** START OF MATERIAL PROVIDED **

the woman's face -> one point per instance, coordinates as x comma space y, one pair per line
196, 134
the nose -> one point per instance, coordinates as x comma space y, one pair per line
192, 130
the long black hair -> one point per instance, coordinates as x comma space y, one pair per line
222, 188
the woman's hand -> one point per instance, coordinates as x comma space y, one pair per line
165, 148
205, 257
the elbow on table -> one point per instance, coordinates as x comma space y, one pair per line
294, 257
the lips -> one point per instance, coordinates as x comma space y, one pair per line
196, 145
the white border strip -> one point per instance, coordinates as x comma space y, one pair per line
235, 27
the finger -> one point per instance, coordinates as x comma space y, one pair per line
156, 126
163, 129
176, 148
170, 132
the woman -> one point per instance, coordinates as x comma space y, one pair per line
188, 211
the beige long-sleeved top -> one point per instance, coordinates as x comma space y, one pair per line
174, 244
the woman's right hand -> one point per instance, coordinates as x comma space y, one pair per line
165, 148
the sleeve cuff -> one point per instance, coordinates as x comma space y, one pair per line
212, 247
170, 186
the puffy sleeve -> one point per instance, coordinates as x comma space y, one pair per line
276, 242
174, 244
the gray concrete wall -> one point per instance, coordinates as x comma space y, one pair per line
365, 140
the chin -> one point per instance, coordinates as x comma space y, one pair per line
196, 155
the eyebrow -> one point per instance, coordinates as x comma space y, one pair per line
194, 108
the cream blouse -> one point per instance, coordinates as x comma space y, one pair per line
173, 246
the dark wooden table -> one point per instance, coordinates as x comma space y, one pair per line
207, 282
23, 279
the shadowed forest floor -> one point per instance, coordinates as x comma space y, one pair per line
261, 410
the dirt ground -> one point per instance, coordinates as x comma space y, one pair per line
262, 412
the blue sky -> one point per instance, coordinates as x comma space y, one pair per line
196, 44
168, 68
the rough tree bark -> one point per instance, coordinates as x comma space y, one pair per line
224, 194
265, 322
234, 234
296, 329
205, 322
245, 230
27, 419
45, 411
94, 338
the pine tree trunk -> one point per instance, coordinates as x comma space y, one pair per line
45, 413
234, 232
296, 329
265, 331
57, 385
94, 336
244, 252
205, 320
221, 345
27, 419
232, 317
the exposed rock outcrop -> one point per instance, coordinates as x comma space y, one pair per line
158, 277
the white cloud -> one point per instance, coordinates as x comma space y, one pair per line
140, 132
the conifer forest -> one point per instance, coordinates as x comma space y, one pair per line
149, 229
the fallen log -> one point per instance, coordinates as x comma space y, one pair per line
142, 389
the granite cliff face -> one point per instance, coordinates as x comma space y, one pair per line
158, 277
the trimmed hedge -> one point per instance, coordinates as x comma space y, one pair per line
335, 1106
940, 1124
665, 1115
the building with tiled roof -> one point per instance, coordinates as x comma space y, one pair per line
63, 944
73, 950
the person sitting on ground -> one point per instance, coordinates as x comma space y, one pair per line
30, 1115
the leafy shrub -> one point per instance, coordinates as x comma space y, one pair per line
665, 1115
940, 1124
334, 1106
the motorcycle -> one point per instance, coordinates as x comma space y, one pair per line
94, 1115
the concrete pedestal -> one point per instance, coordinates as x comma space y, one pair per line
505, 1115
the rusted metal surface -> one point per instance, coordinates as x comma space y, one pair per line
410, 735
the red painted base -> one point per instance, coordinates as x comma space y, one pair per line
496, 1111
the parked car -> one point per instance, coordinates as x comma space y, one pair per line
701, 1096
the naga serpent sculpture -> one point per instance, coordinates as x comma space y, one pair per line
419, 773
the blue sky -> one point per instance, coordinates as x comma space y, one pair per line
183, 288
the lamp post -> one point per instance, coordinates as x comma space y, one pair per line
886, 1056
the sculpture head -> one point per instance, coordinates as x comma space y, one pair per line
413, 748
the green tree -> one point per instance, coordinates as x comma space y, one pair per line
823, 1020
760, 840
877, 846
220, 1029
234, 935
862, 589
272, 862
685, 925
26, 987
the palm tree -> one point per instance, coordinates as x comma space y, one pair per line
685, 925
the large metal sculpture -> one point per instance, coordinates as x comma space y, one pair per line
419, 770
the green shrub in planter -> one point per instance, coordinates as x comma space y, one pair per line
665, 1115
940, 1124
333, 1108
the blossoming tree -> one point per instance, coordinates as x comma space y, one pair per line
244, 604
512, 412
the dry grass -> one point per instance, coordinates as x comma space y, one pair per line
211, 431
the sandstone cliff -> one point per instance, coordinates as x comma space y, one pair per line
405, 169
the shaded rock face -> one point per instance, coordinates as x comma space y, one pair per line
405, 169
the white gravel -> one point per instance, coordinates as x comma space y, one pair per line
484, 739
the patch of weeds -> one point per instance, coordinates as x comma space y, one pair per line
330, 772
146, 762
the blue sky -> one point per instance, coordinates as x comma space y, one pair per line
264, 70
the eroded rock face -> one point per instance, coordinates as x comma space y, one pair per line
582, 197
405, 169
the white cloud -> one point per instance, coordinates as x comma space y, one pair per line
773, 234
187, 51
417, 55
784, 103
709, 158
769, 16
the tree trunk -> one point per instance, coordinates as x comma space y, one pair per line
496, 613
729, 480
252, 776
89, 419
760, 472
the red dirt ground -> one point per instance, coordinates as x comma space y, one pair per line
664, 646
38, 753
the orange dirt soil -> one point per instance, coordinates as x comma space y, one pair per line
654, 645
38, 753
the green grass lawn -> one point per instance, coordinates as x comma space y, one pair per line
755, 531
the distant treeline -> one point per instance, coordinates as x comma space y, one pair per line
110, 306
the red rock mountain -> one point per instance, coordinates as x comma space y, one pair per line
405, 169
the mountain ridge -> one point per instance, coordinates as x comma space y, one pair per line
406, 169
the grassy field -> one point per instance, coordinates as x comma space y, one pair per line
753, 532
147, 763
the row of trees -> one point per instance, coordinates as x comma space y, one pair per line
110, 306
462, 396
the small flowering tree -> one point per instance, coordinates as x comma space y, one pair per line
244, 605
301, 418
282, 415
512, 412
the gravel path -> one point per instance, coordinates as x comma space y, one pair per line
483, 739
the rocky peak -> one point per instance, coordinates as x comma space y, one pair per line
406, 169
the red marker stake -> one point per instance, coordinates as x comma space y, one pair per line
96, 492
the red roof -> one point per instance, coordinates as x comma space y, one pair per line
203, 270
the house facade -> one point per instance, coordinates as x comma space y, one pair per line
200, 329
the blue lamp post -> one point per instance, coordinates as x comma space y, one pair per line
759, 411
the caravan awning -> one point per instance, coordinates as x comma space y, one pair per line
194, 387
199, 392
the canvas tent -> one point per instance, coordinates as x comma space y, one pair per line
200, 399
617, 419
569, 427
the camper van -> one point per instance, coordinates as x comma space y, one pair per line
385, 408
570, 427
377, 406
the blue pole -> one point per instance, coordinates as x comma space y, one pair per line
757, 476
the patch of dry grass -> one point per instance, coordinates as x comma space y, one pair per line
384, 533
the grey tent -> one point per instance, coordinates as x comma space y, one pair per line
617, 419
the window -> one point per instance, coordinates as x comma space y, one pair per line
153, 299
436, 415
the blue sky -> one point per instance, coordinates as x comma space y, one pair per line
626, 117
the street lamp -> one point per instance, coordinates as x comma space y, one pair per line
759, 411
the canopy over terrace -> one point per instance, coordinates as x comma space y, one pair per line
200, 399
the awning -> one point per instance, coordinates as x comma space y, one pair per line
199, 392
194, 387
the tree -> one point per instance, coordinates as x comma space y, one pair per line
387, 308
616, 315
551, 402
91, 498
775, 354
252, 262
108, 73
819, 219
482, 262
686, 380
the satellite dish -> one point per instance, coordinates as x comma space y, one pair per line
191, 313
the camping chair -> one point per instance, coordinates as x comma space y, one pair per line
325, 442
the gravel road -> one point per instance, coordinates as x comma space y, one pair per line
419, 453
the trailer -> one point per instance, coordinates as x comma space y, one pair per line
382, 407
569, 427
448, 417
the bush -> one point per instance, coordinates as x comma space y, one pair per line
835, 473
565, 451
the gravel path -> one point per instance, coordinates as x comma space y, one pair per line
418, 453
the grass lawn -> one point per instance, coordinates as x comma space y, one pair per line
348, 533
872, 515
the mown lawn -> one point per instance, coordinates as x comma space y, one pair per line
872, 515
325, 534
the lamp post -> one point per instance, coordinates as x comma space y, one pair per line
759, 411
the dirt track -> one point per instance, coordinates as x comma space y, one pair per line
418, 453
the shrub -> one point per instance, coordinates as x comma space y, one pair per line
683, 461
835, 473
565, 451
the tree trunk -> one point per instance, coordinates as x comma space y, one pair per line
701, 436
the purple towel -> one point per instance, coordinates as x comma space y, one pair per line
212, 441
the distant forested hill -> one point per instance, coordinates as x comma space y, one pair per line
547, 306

** END OF MATERIAL PROVIDED **

Change "lawn" to "yard" in everything from the line containing "the satellite dish" down to the end of the records. Give that stretch back with nothing else altered.

the satellite dish -> one point per instance, coordinates as x comma space y, one pair per line
191, 313
the camping chair -> one point per instance, coordinates as x comma space y, one pair per line
325, 442
the gravel road -> one point per instance, coordinates as x comma space y, one pair per line
419, 453
the trailer -> one point per instance, coordinates as x comma space y, one pair per line
382, 407
569, 427
448, 417
the bush -> one point per instance, coordinates as x comma space y, one pair per line
835, 473
565, 451
the gravel path -> one point per instance, coordinates as x comma space y, one pair per line
418, 453
the grass yard -> one point per instance, coordinates as x comma space y, one pair per line
348, 533
872, 515
the mown yard -> one point per instance, coordinates as x comma space y, one pair per line
872, 515
325, 534
the lamp post -> one point per instance, coordinates as x comma space y, one pair per line
759, 411
the dirt track -> one point per instance, coordinates as x comma space y, one pair per line
418, 453
the shrub -> one point per instance, coordinates as x comma space y, one pair per line
683, 461
835, 473
565, 451
the tree trunk -> one point per instance, coordinates as x comma space y, one pair per line
701, 436
the purple towel -> one point per instance, coordinates as x comma space y, one pair per line
212, 441
the distant forested hill -> one point per instance, coordinates as x comma space y, one pair per line
547, 306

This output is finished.